How to complete this task — The records that follow should be retyped word for word.

Data section: Begin

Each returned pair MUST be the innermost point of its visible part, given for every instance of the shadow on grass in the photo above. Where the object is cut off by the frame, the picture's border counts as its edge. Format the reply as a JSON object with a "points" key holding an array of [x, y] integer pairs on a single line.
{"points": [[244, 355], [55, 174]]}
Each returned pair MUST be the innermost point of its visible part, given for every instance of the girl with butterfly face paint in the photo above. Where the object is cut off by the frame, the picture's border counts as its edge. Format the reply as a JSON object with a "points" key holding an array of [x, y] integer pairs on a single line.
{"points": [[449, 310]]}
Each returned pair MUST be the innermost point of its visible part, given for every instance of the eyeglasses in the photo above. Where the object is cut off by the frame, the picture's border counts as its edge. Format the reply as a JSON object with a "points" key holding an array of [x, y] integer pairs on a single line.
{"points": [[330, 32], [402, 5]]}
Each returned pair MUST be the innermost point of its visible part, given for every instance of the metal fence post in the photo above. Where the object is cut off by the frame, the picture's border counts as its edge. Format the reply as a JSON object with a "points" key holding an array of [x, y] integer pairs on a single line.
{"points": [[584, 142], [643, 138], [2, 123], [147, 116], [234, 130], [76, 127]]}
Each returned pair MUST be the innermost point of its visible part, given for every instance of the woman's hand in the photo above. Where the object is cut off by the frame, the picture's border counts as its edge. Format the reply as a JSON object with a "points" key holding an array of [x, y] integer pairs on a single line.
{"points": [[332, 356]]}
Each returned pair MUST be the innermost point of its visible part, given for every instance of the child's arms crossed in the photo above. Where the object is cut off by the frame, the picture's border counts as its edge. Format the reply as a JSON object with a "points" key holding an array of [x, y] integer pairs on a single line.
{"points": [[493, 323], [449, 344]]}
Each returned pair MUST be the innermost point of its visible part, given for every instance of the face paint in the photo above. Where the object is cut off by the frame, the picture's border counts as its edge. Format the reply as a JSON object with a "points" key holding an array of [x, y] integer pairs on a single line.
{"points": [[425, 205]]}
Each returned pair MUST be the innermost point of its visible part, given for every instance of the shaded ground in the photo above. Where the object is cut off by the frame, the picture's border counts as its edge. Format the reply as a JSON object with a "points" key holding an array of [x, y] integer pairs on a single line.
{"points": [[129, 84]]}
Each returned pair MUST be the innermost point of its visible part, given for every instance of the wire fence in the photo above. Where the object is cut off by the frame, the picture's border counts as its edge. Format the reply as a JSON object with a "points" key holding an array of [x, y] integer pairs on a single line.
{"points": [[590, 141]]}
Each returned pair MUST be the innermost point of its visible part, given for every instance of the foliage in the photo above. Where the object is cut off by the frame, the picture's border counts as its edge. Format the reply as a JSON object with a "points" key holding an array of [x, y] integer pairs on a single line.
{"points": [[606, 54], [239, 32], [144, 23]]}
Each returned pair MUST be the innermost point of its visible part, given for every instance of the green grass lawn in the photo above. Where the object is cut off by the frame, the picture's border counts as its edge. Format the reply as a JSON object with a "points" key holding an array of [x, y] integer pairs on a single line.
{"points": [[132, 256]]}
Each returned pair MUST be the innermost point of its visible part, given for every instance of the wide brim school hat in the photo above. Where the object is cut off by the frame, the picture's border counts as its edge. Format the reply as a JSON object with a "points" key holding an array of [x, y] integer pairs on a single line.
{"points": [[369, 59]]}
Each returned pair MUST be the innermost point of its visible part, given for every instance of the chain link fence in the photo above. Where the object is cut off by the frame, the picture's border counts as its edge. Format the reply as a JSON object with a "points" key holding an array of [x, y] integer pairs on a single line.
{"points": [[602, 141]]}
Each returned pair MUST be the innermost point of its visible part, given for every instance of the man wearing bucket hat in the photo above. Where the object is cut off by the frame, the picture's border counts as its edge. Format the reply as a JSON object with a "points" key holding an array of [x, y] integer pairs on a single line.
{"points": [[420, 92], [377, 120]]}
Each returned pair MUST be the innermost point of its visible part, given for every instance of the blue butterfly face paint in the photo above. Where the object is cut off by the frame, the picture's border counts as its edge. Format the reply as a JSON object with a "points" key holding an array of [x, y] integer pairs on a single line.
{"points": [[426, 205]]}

Data section: End

Answer below —
Each returned pair MUST be the innermost point of its visible part, given for every instance of the shadow on grass in the photo above. Where the object is cut off by the frame, the picture's border counts as its edge. Format the reply as a JSON object with a "points" key holding an array of [x, y] integer pairs on a single line.
{"points": [[244, 355], [55, 174]]}
Each returned pair MUST be the innermost point of its visible part, given for every instance of the girl with butterfly face paint in the photo above. Where the object is cut off by the frame, the picture's border counts as its edge. Format the reply as a JSON object with a "points" key holding an array of [x, y] integer pairs on a single line.
{"points": [[449, 310]]}
Each returned pair MUST be the innermost point of its visible part, given for every instance of the eyeglasses in the photo above. Where the object is cut off by the frame, the picture's border counts as its edge. Format the reply as a JSON object with a "points" key holding an array of [x, y] integer pairs on a single line.
{"points": [[330, 32], [402, 5]]}
Each returned pair MUST be the innermost point of its visible part, given for every instance of the metal fence post in the photo above. Where the object is cut off by the frame, the picture's border counts as its edge. Format the reply as a JSON object with a "points" key holding an array of [x, y] integer pairs on a single line.
{"points": [[584, 142], [643, 138], [2, 123], [147, 116], [234, 130], [76, 127]]}
Each returned pair MUST be the innermost point of its visible part, given for every instance of the woman's hand in the photo above. Where the object is cut off by the frame, the picture's border counts as its edge. Format the reply as a JSON object with a "points" key holding an array of [x, y] integer pairs on a single line.
{"points": [[332, 356]]}
Each returned pair MUST be the innermost point of its visible part, given for every instance of the child's arms crossed in the photo above. Where the object is cut off by the frame, the picture's border counts as its edge. Format the reply as a JSON object with a "points" key holding an array of [x, y] integer pairs on a single line.
{"points": [[493, 323], [449, 344]]}
Each returned pair MUST be the innermost point of its visible part, given for every instance of the face paint in the photo above. Where the object is cut off by the frame, the picture's border counts as its edge. Format the reply as a JSON object with a "points" key holding an array of [x, y] integer pairs on a single line.
{"points": [[425, 205]]}
Each returned pair MUST be the innermost point of its visible part, given for every instance of the shaded ground in the photo above. Where the object is cut off by the frame, the picture's border counts as its edge. Format the reply as a JSON object with a "points" key holding an array of [x, y] integer pairs on a single line.
{"points": [[129, 84]]}
Each returned pair MUST be the innermost point of its visible part, given for every instance of the wire fence in the photo above. Where the object is cut off by the frame, the picture's border counts as its edge. Format the reply as a JSON object with a "points" key holding an array of [x, y] integer pairs on a single line.
{"points": [[590, 141]]}
Each returned pair MUST be the innermost point of its visible part, given for every instance of the foliage in the photo above. Where the object is cut off by the frame, the picture's border counts as its edge. Format the reply as a JSON object with a "points" key holding an array of [x, y] integer pairs on a single line.
{"points": [[606, 54], [239, 32], [144, 23]]}
Each returned pair MUST be the innermost point of its visible part, given for every instance of the green grass lawn in the photo above. Where the object is cut off by the frame, the picture's border counts as its edge. Format the reply as a JSON object with a "points" key holding an array of [x, y] integer pairs on a single line.
{"points": [[132, 256]]}
Each returned pair MUST be the innermost point of its visible part, given for every instance of the wide brim school hat in the photo above. Where the object is cut off by the frame, the picture's border counts as its edge. Format the reply as a JSON object with a "points" key holding an array of [x, y] integer pairs on a single line.
{"points": [[369, 59]]}
Each returned pair MUST be the innermost point of its visible part, given for every instance of the chain link fence in the photo above. Where the object is cut off by the frame, the picture's border counts as its edge. Format the reply as a JSON object with a "points" key holding an array of [x, y] integer pairs on a single line.
{"points": [[602, 141]]}
Each returned pair MUST be the innermost point of its visible part, given for every instance of the man wearing bucket hat in the photo above. Where the object is cut off by the frame, the picture's border counts as its edge. Format the reply as a JSON object with a "points" key holding an array of [x, y] integer pairs on a single line.
{"points": [[420, 92], [377, 120]]}
Each returned pair MUST be the innermost point of its visible part, given for every instance of the blue butterfly face paint in the photo above. Where the object is cut off by the frame, the picture's border counts as its edge. Format the reply as a JSON object with a "points" key holding an array of [x, y] integer pairs on a single line.
{"points": [[426, 205]]}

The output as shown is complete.